Work instructions: Set down every record exactly as it appears.

◇ ◇ ◇ ◇ ◇

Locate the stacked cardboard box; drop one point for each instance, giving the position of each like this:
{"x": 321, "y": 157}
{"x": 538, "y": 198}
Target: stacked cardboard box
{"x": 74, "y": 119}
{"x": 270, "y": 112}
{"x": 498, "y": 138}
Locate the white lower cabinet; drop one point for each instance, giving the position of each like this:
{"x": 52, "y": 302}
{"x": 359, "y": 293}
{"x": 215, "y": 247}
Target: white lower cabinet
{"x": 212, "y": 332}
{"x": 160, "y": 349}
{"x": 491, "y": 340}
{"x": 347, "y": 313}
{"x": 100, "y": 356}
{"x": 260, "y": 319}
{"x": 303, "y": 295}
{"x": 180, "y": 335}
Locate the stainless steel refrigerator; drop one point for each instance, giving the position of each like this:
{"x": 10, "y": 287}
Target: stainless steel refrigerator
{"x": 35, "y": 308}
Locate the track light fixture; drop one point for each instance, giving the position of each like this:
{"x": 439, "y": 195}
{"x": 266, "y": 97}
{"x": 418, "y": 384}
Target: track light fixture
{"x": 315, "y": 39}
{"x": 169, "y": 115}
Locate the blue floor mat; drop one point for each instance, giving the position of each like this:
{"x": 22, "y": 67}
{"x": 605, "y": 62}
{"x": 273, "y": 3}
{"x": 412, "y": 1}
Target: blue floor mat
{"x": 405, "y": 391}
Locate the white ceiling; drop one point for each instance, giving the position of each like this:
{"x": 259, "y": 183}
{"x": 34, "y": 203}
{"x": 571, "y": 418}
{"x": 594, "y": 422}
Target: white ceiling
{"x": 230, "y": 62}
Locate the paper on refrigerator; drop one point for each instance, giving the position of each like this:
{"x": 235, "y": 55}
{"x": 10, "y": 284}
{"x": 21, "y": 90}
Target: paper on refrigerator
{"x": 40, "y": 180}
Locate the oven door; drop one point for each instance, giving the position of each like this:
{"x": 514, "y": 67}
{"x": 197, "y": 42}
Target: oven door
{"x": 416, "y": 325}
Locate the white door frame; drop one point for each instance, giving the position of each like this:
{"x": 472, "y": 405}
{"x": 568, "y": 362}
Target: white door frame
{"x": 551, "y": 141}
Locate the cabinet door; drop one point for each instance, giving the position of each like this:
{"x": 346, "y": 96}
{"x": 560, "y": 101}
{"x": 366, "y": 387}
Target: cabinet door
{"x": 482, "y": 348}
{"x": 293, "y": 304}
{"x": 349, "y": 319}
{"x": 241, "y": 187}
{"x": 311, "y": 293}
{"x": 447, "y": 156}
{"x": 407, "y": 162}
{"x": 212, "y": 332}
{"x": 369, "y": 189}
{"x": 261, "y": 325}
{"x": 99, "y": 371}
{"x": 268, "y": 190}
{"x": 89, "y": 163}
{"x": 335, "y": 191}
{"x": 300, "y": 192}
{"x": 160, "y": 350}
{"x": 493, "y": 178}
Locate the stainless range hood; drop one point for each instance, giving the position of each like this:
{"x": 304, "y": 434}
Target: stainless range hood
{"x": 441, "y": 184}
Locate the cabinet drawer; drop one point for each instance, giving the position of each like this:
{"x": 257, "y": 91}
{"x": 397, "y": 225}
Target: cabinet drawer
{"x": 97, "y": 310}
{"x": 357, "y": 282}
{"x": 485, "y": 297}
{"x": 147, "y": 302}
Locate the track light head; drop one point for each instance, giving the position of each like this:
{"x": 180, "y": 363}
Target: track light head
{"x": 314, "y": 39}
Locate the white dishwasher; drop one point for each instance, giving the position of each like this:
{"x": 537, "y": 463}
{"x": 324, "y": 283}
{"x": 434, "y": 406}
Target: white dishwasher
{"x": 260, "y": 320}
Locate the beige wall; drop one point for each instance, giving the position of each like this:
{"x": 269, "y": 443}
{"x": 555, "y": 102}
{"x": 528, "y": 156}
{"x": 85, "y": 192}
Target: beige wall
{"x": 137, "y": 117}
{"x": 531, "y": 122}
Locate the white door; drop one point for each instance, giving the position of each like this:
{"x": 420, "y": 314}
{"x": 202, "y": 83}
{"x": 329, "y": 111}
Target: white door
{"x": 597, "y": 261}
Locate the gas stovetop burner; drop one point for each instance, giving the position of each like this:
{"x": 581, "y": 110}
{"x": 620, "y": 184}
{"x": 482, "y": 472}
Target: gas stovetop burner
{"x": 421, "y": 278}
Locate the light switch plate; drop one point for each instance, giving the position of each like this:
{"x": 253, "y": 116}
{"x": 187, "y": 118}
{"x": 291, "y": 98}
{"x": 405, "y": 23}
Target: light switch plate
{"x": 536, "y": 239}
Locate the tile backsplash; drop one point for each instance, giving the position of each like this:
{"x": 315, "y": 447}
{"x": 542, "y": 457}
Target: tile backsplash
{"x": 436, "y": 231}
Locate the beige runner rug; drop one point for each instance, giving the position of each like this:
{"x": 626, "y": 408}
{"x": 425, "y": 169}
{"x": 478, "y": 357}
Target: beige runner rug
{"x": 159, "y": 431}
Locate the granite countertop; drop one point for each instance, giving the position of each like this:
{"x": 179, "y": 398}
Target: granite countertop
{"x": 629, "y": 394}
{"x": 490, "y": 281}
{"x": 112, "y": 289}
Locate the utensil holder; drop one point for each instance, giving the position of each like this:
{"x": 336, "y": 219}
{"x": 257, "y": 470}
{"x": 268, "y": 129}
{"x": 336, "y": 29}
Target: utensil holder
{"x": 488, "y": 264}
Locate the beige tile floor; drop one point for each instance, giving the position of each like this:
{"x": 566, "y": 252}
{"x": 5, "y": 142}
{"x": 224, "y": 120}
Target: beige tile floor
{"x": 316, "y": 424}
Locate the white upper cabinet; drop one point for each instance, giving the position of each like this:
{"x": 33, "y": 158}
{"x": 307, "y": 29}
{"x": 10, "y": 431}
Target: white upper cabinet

◇ ◇ ◇ ◇ ◇

Answer below:
Locate the stacked cardboard box; drop one point for each instance, giving the position of each like this:
{"x": 321, "y": 157}
{"x": 538, "y": 198}
Target: stacked cardboard box
{"x": 74, "y": 119}
{"x": 270, "y": 112}
{"x": 498, "y": 138}
Locate the white lower cabinet; drop one point for each instance, giving the position of each like this:
{"x": 52, "y": 302}
{"x": 359, "y": 293}
{"x": 215, "y": 247}
Target: white lower cabinet
{"x": 212, "y": 332}
{"x": 160, "y": 349}
{"x": 491, "y": 340}
{"x": 347, "y": 313}
{"x": 100, "y": 356}
{"x": 260, "y": 319}
{"x": 303, "y": 295}
{"x": 180, "y": 335}
Locate the stainless steel refrigerator; drop one point for each instance, giving the position of each like this:
{"x": 10, "y": 287}
Target: stainless steel refrigerator
{"x": 35, "y": 308}
Locate the track light fixture; drop one point for each instance, giving the position of each like this:
{"x": 439, "y": 195}
{"x": 266, "y": 97}
{"x": 418, "y": 384}
Target: track light fixture
{"x": 315, "y": 39}
{"x": 169, "y": 115}
Locate the blue floor mat; drop one point for each instance, giving the position of each like this:
{"x": 22, "y": 67}
{"x": 605, "y": 62}
{"x": 273, "y": 3}
{"x": 412, "y": 1}
Target: blue floor mat
{"x": 405, "y": 391}
Locate the white ceiling; drop one point for each instance, giving the position of each like this:
{"x": 259, "y": 183}
{"x": 34, "y": 203}
{"x": 571, "y": 418}
{"x": 594, "y": 422}
Target: white ceiling
{"x": 230, "y": 62}
Locate the paper on refrigerator; drop one point for each instance, giving the position of each like this:
{"x": 235, "y": 55}
{"x": 10, "y": 284}
{"x": 21, "y": 90}
Target: paper on refrigerator
{"x": 40, "y": 180}
Locate the oven door; drop one point for each instance, giving the position of each like this:
{"x": 514, "y": 67}
{"x": 197, "y": 42}
Target: oven door
{"x": 416, "y": 325}
Locate the white door frame; drop one point for each instance, giving the position of each like this:
{"x": 472, "y": 405}
{"x": 568, "y": 362}
Target: white door frame
{"x": 551, "y": 141}
Locate the cabinet door; drop one point for each instance, giving the position of each like this:
{"x": 346, "y": 96}
{"x": 560, "y": 101}
{"x": 366, "y": 387}
Target: cabinet door
{"x": 482, "y": 348}
{"x": 293, "y": 304}
{"x": 349, "y": 319}
{"x": 241, "y": 187}
{"x": 311, "y": 293}
{"x": 447, "y": 156}
{"x": 407, "y": 162}
{"x": 212, "y": 332}
{"x": 369, "y": 189}
{"x": 261, "y": 325}
{"x": 99, "y": 371}
{"x": 268, "y": 190}
{"x": 89, "y": 163}
{"x": 335, "y": 191}
{"x": 300, "y": 192}
{"x": 160, "y": 350}
{"x": 493, "y": 178}
Locate the stainless range hood; drop one point for each instance, giving the position of each like this:
{"x": 304, "y": 434}
Target: stainless range hood
{"x": 441, "y": 184}
Locate the cabinet drawer; drop one point for each instance, giving the position of each like this:
{"x": 257, "y": 91}
{"x": 397, "y": 225}
Target: cabinet drawer
{"x": 97, "y": 310}
{"x": 357, "y": 282}
{"x": 485, "y": 297}
{"x": 147, "y": 302}
Locate the track light head; drop one point for each instance, giving the position of each like this:
{"x": 180, "y": 363}
Target: track light head
{"x": 314, "y": 39}
Locate the white dishwasher; drop one point for each instance, giving the position of each like this:
{"x": 537, "y": 463}
{"x": 324, "y": 283}
{"x": 434, "y": 406}
Target: white dishwasher
{"x": 260, "y": 320}
Locate the beige wall; drop one point for each instance, giving the position of each like this:
{"x": 269, "y": 443}
{"x": 555, "y": 102}
{"x": 528, "y": 156}
{"x": 85, "y": 192}
Target: beige wall
{"x": 137, "y": 117}
{"x": 531, "y": 122}
Locate the white door; drop one point for each instance, giving the position of each like this:
{"x": 420, "y": 314}
{"x": 202, "y": 83}
{"x": 329, "y": 111}
Target: white door
{"x": 597, "y": 261}
Locate the gas stovetop burner; drop one point for each instance, giving the position of each like this:
{"x": 581, "y": 110}
{"x": 620, "y": 184}
{"x": 482, "y": 472}
Target: gas stovetop burner
{"x": 421, "y": 278}
Locate the light switch plate; drop one point for each instance, giving the position of each like this:
{"x": 253, "y": 116}
{"x": 187, "y": 118}
{"x": 291, "y": 98}
{"x": 405, "y": 23}
Target: light switch plate
{"x": 536, "y": 239}
Locate the tile backsplash; drop one point for each instance, giving the position of each like this:
{"x": 315, "y": 447}
{"x": 542, "y": 457}
Target: tile backsplash
{"x": 436, "y": 231}
Locate the beige runner rug; drop one point for each instance, giving the position of each like this:
{"x": 626, "y": 408}
{"x": 425, "y": 169}
{"x": 478, "y": 357}
Target: beige runner rug
{"x": 159, "y": 431}
Locate the granite countertop; drop one point for each instance, giving the position of each like this:
{"x": 179, "y": 398}
Target: granite countertop
{"x": 629, "y": 394}
{"x": 490, "y": 281}
{"x": 112, "y": 289}
Locate the utensil holder; drop one point for each instance, giving the position of each like this:
{"x": 336, "y": 219}
{"x": 257, "y": 470}
{"x": 268, "y": 129}
{"x": 336, "y": 29}
Target: utensil holder
{"x": 488, "y": 264}
Locate the beige tile floor; drop one point for each instance, giving the position of each like this:
{"x": 566, "y": 252}
{"x": 5, "y": 142}
{"x": 224, "y": 120}
Target: beige tile floor
{"x": 316, "y": 424}
Locate the white upper cabinet; drop one point for each instance, giving the position of each like this:
{"x": 33, "y": 158}
{"x": 307, "y": 29}
{"x": 10, "y": 431}
Target: white upper cabinet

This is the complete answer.